Each entry needs to be retyped exactly, with nothing added or dropped.

Natural-language object grounding data
+ + + +
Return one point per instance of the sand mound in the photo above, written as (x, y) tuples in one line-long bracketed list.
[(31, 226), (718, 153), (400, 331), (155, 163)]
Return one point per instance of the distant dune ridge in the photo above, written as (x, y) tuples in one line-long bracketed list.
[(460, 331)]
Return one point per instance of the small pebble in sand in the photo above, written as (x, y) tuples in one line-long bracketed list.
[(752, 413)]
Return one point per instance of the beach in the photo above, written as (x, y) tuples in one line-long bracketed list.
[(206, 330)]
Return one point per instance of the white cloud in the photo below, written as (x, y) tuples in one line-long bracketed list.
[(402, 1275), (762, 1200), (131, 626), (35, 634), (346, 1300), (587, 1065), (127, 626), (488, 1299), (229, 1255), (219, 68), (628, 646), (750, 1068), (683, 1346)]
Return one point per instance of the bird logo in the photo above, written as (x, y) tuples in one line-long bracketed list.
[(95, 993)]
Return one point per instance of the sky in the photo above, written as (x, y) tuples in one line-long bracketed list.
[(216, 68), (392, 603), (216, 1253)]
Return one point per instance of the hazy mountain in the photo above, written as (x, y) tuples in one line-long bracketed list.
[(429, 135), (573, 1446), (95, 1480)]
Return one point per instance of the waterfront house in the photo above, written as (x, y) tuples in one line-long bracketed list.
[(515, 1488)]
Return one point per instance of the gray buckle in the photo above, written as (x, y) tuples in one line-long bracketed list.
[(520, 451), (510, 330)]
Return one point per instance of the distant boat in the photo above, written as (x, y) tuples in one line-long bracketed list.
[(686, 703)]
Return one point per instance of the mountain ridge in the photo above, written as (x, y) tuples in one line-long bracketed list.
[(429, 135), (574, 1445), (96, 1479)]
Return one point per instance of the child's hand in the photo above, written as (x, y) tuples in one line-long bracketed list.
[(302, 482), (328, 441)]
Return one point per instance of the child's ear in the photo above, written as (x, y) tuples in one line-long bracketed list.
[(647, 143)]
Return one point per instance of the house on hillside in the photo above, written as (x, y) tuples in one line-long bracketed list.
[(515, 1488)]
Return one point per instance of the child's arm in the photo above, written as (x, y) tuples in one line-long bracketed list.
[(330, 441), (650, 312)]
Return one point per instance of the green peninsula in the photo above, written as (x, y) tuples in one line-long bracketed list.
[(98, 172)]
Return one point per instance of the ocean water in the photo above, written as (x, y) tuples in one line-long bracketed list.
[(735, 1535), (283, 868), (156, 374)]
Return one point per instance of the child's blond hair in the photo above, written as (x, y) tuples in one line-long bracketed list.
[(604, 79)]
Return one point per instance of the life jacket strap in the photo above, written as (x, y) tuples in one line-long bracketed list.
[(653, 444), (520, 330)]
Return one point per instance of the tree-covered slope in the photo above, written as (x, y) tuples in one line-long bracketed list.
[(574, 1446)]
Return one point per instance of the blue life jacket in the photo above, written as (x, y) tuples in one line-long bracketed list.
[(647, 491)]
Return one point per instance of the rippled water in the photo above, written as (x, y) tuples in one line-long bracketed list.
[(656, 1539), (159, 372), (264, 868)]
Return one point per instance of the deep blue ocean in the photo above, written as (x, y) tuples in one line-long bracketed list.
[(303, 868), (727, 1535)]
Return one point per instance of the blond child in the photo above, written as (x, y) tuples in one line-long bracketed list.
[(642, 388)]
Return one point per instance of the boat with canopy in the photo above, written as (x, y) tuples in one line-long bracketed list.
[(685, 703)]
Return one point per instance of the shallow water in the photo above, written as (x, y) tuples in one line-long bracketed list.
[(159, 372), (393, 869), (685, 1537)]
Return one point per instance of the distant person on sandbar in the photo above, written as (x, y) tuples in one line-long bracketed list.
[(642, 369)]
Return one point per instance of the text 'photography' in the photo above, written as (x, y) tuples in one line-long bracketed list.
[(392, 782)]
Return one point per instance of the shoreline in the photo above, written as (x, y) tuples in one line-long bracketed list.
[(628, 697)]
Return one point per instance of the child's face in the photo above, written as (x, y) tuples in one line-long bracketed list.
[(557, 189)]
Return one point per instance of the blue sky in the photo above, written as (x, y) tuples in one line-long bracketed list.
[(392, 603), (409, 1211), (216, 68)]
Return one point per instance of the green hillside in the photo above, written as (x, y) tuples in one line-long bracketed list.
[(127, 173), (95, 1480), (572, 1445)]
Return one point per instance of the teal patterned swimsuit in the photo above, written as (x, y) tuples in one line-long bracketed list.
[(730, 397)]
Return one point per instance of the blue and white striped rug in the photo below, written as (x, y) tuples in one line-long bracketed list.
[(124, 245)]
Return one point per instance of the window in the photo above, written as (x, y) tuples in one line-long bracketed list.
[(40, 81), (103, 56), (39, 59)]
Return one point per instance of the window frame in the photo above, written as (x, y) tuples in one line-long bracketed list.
+ + + +
Solution to the problem:
Return one point per instance of the sand mound in the photo above, written as (x, y) tuples in one line-long bracketed list.
[(31, 226), (718, 153), (400, 331), (155, 163)]
Return one point per instance of the distant dune ridge in the photo above, written as (x, y) tuples in one line-long bracketed list.
[(460, 331)]
Return one point per instance of the small pebble in sand in the photo above, written as (x, y) tuples in one line-long bracketed list.
[(752, 413)]
Return one point per instance of the beach in the photo above, written as (x, y) tuples in one line-long bracketed list.
[(206, 330)]
Return one point per instance of the white cloud in the photo below, written as (x, y) tuples in one line-long bracketed list.
[(402, 1275), (762, 1200), (131, 626), (35, 634), (346, 1300), (587, 1065), (127, 626), (488, 1299), (229, 1255), (219, 68), (628, 646), (750, 1068), (683, 1346)]
Return one point per instance of the bird logo in the photo above, written as (x, y) tuples in one line-long bracketed list.
[(95, 993)]
Return one point per instance of the sky in the photo above, written as (x, y) tuples in one line-long bracketed list.
[(216, 68), (392, 603), (216, 1253)]
Return one point per instance of the hazy mountain in the photo above, written as (x, y) tuples in one line-long bracketed list.
[(429, 135), (573, 1446), (95, 1480)]
Return one point per instance of the waterfront house in the photo above, written as (x, y) tuples in one line-long bracketed list.
[(515, 1488)]
Return one point per instance of the gray buckle in the photo above, written as (x, y) tuples in one line-long bracketed list.
[(520, 451), (510, 330)]
Return one point per instance of the distant boat in the photo above, written as (x, y) tuples in one line-long bracketed list.
[(686, 703)]
Return one point per instance of the mountain ridge in the photo above, written as (x, y) tuples in one line-long bracketed list.
[(429, 135), (574, 1445), (96, 1479)]
Return one point per instance of the child's hand in the photo above, written as (x, y) tuples in one line-long bracketed list.
[(302, 482), (328, 441)]
Return one point per instance of the child's ear in the photo above, written as (x, y) tuples in one line-long bracketed list.
[(647, 143)]
Return one point per instance of the house on hillside in the photo above, written as (x, y) tuples in one line-long bracketed list.
[(515, 1488)]
Return one point per instance of the child's arm in the photo above, written as (x, y) tuples in one line-long bracketed list.
[(330, 441), (650, 312)]
Return one point per instance of the green peninsula in the photo above, written as (x, y) tuples in one line-long bracketed list.
[(98, 172)]
Return one point per instance of the ocean water in the photo above, written as (x, y) tuples in one line-long bracketed list.
[(735, 1535), (283, 868), (156, 374)]
Return one point per instance of the child's blond hair in the photo above, written as (x, y) tuples in one line-long bracketed list.
[(604, 79)]
Return one point per instance of the life jacket strap in the photo above, written as (x, y) tuples in one line-long bracketed list.
[(653, 444), (520, 330)]
Return one point per instance of the tree-covered slope in the photo above, written as (x, y) tuples in one line-long bracketed list.
[(574, 1446)]
Return one point per instance of the blue life jacket in the photo above, written as (x, y) tuples in one line-long bracketed list.
[(647, 491)]
Return one point per instance of the rippled water in the photo above, written as (x, y) tuples in one line-long bracketed list.
[(656, 1539), (159, 372), (264, 868)]
Return one point per instance of the deep blue ocean in the photo above, written as (x, y) tuples in one line-long bracketed list.
[(303, 868), (727, 1535)]
Return one point per instance of the blond child in the photo above, written as (x, y) tuples in one line-long bracketed list.
[(642, 388)]
Return one point per instance of the boat with canopy in the photo above, written as (x, y) tuples in one line-long bracketed list.
[(685, 703)]
Return one point per instance of the shallow water in the photo above, written as (x, y) tuples in one line-long bracketed list.
[(159, 372), (393, 869), (685, 1537)]
Return one point per instance of the distant person on sandbar in the photo above, written as (x, y) tuples in one line-long bracketed list.
[(642, 369)]
Return one point per instance of the text 'photography' in the photo above, written as (x, y) tuples in one line-long bracketed list.
[(392, 782)]
Return one point per instance of the shoreline in the photo above, written as (x, y) tuples in one line-long bracketed list.
[(628, 697)]
Return one point per instance of the child's face in the photo above, written as (x, y) tuples in one line-long bracketed list.
[(557, 189)]
Return one point per instance of the blue sky in the photo above, written as (x, y) tuples in one line-long bracketed list.
[(392, 603), (409, 1211), (216, 68)]
Return one point per instance of the green hillside in the photo above, written as (x, y) tuples in one line-long bracketed list.
[(127, 173), (95, 1480), (572, 1445)]
Return one point per instance of the teal patterned swimsuit in the photo above, written as (x, y) tuples in one line-long bracketed list.
[(730, 397)]
Return one point per instance of the blue and white striped rug in the photo below, written as (x, y) tuples in one line-long bracketed list.
[(124, 245)]
Return one point per instance of the window in the photo above, written as (x, y) tuples in one line-long bracketed list.
[(40, 81), (103, 56), (39, 59)]
Return one point per instance of the window frame in the photo above, written as (x, y) tuples in one line-long bracketed list.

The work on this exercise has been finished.